EXERCISE
Nothing but the lines from the one containing "the white flower" to the end of the records that follow should be transcribed, each exactly, with the pictures left out.

PROVIDED INFORMATION
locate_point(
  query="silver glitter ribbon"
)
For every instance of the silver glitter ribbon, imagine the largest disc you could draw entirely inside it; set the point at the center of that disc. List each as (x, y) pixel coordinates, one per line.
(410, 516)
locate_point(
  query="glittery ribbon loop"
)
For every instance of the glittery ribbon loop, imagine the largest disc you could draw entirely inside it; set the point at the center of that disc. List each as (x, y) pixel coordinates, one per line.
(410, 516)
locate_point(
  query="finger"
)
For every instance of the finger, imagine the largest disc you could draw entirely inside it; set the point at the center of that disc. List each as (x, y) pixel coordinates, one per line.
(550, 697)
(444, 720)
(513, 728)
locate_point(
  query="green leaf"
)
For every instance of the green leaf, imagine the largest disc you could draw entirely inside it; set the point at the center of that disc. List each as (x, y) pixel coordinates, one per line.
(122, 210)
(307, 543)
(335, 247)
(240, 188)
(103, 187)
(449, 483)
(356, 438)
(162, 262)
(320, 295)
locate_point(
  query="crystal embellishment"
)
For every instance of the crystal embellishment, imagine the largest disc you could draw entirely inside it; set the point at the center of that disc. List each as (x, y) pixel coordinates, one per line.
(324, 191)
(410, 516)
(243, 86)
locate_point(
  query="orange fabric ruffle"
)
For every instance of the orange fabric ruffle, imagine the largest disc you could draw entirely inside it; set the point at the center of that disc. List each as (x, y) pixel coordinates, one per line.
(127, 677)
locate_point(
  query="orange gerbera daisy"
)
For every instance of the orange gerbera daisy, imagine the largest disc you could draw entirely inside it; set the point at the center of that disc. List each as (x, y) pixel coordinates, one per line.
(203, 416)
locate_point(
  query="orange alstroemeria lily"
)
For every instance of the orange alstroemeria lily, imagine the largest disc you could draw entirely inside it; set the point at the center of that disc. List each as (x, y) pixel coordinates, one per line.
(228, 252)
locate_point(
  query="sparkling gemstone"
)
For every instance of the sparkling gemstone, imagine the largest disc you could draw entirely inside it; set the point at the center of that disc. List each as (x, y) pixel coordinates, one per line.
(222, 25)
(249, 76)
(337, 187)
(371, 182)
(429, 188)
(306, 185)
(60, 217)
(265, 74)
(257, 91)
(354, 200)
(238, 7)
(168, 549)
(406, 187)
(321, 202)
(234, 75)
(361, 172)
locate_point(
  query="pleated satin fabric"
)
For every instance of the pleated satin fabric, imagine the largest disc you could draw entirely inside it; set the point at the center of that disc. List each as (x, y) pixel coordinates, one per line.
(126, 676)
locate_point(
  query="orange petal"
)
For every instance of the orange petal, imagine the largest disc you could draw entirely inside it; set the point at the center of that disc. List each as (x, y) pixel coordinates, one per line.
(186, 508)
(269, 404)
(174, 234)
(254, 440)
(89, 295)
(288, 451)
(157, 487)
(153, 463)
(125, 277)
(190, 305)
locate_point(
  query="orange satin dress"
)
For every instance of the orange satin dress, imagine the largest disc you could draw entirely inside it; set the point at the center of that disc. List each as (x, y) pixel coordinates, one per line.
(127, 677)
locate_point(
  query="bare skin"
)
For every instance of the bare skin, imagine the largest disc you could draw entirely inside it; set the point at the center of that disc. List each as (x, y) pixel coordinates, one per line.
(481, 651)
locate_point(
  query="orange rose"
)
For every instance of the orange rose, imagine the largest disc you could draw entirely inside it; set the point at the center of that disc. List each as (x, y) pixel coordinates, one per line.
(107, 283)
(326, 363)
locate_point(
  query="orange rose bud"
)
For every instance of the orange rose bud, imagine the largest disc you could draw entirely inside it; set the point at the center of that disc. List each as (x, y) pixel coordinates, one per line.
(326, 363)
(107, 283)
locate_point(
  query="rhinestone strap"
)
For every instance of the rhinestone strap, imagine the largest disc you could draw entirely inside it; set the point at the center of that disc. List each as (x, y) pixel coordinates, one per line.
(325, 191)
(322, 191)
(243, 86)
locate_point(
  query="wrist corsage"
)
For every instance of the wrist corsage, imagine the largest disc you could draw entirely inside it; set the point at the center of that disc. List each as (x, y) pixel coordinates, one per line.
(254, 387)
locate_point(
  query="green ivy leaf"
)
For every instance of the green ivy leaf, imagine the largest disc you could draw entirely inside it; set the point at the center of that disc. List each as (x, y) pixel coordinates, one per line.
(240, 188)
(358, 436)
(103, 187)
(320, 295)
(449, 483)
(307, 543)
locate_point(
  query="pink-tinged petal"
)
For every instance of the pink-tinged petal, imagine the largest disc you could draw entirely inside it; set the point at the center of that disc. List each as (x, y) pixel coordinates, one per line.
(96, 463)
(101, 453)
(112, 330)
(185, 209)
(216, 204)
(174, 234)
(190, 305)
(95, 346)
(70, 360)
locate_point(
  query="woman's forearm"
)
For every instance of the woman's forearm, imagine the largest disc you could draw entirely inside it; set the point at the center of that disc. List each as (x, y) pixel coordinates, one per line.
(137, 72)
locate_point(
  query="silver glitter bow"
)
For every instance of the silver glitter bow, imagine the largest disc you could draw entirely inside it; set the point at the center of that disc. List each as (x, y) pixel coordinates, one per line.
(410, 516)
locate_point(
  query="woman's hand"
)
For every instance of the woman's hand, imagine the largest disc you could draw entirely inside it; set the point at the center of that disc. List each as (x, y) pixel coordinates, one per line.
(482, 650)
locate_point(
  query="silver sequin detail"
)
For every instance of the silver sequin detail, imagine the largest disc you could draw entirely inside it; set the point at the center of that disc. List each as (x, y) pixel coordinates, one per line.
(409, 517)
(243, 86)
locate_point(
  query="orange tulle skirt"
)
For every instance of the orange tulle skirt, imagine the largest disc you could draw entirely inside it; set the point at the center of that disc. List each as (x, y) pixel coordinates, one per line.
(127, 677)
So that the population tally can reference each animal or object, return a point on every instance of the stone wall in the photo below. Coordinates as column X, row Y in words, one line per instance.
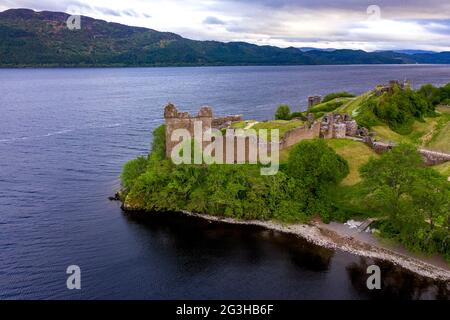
column 430, row 158
column 333, row 125
column 313, row 101
column 296, row 135
column 183, row 120
column 224, row 122
column 433, row 158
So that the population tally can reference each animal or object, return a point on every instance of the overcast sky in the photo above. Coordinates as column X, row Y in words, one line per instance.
column 353, row 24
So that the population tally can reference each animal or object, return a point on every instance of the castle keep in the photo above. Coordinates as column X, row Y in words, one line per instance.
column 183, row 120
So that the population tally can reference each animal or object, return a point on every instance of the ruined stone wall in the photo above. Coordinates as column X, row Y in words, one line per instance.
column 183, row 120
column 332, row 126
column 223, row 122
column 432, row 158
column 296, row 135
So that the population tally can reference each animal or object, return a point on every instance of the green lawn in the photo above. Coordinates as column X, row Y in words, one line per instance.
column 356, row 153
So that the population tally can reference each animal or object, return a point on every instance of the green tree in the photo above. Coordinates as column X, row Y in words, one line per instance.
column 415, row 199
column 283, row 112
column 316, row 167
column 388, row 180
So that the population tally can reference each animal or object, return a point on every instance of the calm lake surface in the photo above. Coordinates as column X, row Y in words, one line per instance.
column 64, row 136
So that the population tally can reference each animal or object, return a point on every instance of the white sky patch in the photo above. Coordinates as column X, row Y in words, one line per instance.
column 295, row 25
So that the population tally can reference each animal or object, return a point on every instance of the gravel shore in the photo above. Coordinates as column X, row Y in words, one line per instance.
column 332, row 240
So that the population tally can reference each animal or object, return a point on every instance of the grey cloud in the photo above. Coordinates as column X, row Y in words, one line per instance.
column 213, row 21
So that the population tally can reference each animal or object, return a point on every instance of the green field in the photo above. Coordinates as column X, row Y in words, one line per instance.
column 356, row 153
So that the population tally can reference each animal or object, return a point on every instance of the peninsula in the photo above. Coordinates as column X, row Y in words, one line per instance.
column 43, row 39
column 379, row 162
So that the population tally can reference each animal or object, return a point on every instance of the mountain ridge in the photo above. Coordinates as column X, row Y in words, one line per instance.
column 42, row 39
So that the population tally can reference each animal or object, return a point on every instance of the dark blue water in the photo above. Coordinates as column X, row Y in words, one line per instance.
column 64, row 136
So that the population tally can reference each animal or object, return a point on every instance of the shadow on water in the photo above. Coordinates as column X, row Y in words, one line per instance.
column 282, row 262
column 396, row 282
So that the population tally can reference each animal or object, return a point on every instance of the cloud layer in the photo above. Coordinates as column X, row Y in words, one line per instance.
column 353, row 24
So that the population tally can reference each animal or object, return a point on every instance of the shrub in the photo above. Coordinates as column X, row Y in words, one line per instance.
column 343, row 94
column 283, row 112
column 131, row 171
column 316, row 167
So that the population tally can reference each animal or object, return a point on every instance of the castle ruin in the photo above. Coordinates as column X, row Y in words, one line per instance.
column 331, row 126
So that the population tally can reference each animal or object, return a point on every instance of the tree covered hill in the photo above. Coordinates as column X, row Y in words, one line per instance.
column 29, row 38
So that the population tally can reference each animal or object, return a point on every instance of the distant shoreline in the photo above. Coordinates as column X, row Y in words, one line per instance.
column 331, row 240
column 207, row 66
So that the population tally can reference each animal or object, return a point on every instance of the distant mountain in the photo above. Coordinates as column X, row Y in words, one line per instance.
column 29, row 38
column 412, row 51
column 306, row 49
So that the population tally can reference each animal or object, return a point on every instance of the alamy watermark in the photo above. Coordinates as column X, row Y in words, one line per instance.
column 74, row 280
column 373, row 13
column 374, row 280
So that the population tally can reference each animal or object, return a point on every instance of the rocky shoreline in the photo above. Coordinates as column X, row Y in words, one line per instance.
column 332, row 240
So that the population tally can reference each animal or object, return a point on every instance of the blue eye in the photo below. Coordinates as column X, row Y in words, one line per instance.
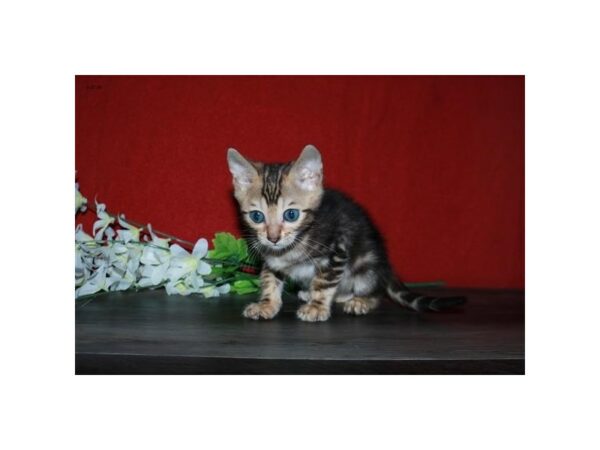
column 291, row 215
column 256, row 216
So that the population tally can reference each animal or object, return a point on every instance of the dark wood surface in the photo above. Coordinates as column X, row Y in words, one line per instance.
column 153, row 333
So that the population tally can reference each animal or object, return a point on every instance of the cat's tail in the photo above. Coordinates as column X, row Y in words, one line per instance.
column 419, row 302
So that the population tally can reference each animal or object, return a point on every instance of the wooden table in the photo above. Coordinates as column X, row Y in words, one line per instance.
column 153, row 333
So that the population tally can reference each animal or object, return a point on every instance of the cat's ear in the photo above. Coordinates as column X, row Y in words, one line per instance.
column 308, row 169
column 242, row 171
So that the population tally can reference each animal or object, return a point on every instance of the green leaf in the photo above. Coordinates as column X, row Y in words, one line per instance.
column 242, row 287
column 227, row 247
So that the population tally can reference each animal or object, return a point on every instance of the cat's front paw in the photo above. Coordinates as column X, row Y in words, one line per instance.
column 262, row 310
column 313, row 313
column 304, row 296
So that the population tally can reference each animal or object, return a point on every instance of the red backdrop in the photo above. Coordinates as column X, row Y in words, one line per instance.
column 438, row 161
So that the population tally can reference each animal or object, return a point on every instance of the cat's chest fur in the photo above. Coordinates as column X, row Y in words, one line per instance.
column 295, row 265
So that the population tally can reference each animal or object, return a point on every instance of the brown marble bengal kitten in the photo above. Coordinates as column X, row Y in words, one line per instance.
column 317, row 237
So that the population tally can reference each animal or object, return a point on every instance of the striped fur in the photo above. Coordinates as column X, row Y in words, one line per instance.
column 333, row 251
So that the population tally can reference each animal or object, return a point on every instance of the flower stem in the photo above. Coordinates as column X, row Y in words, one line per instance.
column 143, row 227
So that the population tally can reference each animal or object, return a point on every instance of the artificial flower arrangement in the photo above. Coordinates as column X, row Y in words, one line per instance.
column 122, row 255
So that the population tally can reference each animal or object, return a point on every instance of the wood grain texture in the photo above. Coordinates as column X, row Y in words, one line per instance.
column 152, row 333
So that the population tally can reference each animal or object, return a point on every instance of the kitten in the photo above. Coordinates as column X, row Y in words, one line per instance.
column 317, row 237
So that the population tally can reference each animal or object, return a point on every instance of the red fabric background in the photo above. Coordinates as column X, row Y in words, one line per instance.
column 438, row 161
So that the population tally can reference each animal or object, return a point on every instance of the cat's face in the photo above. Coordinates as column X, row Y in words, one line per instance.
column 277, row 200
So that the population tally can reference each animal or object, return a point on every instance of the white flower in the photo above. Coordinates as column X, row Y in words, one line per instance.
column 186, row 270
column 155, row 259
column 104, row 220
column 130, row 233
column 95, row 283
column 184, row 263
column 80, row 200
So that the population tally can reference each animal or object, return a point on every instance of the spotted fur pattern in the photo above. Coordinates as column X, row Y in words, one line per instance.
column 333, row 249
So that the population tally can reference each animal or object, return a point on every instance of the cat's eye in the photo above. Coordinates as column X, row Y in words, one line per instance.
column 291, row 215
column 256, row 216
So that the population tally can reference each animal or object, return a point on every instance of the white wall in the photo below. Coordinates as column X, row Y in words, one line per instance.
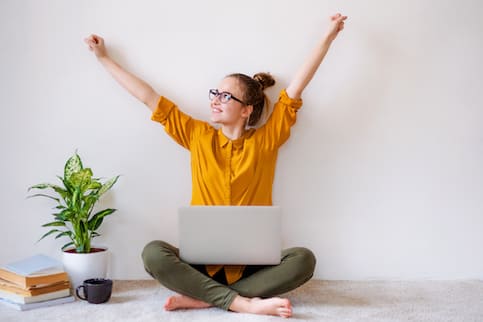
column 382, row 177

EXERCISE ANSWER
So that the population tally can reference each animal or object, return a point on every instance of the white flower in the photo above. Coordinates as column X, row Y in words, one line per instance.
column 186, row 270
column 155, row 259
column 104, row 220
column 130, row 233
column 95, row 283
column 184, row 263
column 80, row 200
So that the population tally can reference each animal or object, return a point on every instance of the spotted fur pattern in the photo above. Coordinates as column X, row Y in words, one line per instance.
column 333, row 249
So that the population tally can reference each animal or object, return a point on every instance of the cat's eye in the photo above. Coordinates as column X, row Y in words, one line per instance.
column 291, row 215
column 256, row 216
So that the population tally can reference each animal or object, return a point on every instance of the white wall in the photo below. Coordinates as column X, row Y in words, one line per instance.
column 382, row 177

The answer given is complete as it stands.